━━━ Entries provided
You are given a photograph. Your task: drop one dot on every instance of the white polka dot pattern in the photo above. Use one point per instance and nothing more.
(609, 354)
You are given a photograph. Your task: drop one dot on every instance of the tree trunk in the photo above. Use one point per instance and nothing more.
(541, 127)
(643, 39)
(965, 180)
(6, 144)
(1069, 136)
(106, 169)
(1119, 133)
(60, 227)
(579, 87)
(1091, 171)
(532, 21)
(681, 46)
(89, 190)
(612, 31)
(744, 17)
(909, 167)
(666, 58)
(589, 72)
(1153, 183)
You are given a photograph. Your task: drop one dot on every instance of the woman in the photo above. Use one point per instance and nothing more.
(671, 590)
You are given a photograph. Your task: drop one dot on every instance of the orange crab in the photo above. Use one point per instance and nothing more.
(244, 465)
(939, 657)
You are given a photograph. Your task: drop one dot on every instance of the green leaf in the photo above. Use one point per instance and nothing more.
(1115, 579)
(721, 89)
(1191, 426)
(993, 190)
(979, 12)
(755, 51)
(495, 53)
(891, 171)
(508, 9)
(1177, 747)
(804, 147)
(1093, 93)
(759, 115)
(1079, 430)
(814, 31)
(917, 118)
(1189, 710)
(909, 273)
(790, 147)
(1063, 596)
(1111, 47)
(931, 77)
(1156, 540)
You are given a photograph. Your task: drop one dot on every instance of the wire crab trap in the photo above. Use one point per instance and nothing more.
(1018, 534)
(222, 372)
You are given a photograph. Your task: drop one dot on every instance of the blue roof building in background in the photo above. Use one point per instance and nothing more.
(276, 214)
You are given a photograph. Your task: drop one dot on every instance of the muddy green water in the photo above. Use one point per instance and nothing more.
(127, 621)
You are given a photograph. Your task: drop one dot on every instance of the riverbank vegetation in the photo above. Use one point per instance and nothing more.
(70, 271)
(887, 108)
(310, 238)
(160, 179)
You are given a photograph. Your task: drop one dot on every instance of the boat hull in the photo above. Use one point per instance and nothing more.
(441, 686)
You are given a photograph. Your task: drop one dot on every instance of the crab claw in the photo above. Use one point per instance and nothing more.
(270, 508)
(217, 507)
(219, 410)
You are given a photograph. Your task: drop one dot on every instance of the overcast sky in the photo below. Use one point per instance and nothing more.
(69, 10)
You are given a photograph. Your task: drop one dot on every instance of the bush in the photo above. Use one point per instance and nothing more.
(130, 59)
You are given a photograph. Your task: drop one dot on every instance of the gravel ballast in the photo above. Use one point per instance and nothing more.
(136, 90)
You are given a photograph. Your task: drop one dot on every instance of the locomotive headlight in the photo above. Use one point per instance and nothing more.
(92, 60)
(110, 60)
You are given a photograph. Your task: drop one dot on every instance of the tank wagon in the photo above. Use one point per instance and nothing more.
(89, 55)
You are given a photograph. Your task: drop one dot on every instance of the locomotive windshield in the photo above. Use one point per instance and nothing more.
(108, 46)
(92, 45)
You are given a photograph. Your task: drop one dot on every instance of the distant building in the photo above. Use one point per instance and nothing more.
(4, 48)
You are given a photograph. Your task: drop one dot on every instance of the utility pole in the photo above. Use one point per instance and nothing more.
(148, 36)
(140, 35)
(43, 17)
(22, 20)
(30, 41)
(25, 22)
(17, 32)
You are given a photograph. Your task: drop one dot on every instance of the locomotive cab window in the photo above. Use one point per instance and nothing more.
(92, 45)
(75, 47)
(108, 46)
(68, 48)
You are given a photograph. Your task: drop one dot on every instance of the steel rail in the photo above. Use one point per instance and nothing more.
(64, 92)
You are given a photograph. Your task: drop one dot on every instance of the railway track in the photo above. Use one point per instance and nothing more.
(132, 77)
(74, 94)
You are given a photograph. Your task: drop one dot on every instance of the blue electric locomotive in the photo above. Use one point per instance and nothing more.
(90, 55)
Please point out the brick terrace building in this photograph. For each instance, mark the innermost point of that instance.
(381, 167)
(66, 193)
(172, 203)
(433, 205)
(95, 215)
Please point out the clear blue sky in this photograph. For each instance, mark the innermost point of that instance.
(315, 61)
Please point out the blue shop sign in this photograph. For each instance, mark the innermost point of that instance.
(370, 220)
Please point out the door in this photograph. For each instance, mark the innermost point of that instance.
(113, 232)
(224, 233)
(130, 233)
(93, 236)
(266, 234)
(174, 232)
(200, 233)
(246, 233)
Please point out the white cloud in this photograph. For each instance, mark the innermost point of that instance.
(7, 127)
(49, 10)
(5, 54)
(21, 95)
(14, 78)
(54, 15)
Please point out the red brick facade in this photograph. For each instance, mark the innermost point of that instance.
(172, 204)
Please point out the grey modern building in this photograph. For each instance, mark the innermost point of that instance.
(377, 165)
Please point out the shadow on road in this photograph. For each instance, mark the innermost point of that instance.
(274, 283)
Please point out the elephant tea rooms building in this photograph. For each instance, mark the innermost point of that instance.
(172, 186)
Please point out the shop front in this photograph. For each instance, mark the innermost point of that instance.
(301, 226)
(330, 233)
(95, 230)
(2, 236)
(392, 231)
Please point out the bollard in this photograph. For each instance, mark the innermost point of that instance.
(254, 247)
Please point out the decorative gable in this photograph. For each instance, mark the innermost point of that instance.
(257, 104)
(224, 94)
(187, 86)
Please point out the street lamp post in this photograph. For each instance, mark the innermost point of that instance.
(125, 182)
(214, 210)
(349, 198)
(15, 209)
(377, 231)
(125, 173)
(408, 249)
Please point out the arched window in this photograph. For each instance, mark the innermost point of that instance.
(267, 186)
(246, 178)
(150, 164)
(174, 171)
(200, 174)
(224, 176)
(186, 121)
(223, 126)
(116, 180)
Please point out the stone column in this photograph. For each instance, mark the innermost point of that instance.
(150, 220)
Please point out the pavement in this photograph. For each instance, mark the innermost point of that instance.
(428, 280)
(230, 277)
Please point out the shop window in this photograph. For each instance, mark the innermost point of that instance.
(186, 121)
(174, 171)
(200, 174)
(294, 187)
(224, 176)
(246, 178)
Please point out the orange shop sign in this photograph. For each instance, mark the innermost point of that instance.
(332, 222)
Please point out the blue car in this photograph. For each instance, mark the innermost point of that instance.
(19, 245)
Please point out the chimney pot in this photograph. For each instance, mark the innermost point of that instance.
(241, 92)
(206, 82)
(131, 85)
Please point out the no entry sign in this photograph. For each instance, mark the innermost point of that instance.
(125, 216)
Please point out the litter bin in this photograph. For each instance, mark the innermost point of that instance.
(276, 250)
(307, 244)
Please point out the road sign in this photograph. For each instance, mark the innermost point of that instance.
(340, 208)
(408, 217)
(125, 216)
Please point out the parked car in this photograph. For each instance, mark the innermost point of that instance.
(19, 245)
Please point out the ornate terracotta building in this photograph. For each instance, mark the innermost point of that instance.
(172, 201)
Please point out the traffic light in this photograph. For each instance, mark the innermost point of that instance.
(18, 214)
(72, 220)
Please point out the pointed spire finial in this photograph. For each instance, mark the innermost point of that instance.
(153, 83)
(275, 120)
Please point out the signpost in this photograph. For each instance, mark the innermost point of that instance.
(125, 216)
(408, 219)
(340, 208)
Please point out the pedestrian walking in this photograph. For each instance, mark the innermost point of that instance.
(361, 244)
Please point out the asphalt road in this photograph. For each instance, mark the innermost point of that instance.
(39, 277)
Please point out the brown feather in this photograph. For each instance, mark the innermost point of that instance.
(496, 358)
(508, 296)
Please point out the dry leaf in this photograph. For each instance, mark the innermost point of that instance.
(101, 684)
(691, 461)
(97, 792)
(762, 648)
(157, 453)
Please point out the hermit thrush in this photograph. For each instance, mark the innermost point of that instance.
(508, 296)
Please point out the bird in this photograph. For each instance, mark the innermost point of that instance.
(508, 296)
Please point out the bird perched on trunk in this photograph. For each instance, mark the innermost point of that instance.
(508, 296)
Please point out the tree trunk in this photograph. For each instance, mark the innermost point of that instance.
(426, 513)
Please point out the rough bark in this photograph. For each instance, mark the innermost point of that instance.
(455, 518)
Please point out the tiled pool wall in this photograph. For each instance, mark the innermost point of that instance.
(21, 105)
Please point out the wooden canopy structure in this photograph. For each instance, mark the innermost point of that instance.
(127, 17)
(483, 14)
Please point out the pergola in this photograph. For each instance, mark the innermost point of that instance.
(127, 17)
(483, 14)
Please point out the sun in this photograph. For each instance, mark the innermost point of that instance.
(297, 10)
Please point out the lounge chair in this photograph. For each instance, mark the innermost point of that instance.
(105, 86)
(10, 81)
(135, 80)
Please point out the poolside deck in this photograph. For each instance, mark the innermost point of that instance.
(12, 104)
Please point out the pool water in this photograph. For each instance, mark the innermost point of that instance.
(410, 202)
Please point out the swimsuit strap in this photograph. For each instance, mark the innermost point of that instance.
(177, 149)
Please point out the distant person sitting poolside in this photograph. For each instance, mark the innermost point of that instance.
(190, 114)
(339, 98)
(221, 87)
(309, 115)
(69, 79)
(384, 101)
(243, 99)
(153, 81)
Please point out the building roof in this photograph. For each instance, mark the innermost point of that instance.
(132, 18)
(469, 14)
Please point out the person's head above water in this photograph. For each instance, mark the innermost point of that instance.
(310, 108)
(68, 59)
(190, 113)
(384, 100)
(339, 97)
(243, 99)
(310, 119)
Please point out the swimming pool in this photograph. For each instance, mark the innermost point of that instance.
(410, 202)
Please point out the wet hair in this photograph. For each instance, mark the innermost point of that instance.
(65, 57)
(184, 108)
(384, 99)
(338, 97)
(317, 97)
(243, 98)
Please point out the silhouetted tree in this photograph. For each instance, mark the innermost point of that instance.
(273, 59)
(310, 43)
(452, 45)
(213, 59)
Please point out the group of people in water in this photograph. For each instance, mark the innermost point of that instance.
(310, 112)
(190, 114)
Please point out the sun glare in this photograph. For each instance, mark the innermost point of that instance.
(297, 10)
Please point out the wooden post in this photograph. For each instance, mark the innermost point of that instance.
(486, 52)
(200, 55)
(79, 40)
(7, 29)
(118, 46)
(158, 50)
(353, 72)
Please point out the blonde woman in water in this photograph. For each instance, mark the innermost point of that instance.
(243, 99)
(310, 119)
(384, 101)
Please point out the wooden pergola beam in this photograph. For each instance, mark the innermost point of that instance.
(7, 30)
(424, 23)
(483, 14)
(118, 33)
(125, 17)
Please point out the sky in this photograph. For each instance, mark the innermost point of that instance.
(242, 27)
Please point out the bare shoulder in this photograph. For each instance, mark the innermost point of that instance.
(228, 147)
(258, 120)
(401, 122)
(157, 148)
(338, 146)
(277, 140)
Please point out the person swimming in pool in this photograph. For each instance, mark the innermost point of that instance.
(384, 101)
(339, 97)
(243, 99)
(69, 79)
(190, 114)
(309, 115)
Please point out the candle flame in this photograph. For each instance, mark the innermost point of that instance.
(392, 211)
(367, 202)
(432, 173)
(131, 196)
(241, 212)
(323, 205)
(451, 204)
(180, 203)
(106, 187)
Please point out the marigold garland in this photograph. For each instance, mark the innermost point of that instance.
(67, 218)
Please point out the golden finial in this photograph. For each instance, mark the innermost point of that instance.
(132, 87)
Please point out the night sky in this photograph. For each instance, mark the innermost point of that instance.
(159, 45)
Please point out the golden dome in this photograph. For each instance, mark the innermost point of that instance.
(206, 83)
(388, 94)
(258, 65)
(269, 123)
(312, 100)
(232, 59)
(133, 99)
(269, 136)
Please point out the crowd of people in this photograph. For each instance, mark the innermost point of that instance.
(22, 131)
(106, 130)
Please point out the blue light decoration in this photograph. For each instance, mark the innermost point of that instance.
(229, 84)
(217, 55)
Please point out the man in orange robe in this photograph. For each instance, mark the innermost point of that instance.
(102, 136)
━━━━━━
Begin with the line holding "Please point out the marigold" and end with the last line of the material. Copy all of them exactly.

### Result of the exercise
Please point out the marigold garland in this photograph. For each instance, mark the innermost point of that instance.
(67, 218)
Please point out the golden finial in this photograph. For each instance, mark the innermost point of that instance.
(132, 87)
Please point out the night sky in this photograph. For each instance, mark the innermost point of that instance.
(159, 45)
Please point out the golden dome in this photograph. For each instance, mark the innermost point of that instance.
(206, 83)
(388, 94)
(258, 65)
(269, 123)
(312, 100)
(232, 59)
(133, 99)
(269, 136)
Please point out the crowd of people in this photograph. For each instance, mark the innermost point of that instance.
(22, 131)
(106, 130)
Please point out the blue light decoration in this photograph. For each instance, mark the innermost point of that instance.
(229, 84)
(217, 55)
Please point out the man in orange robe in this photograph. For each instance, mark the innermost point of that instance.
(102, 136)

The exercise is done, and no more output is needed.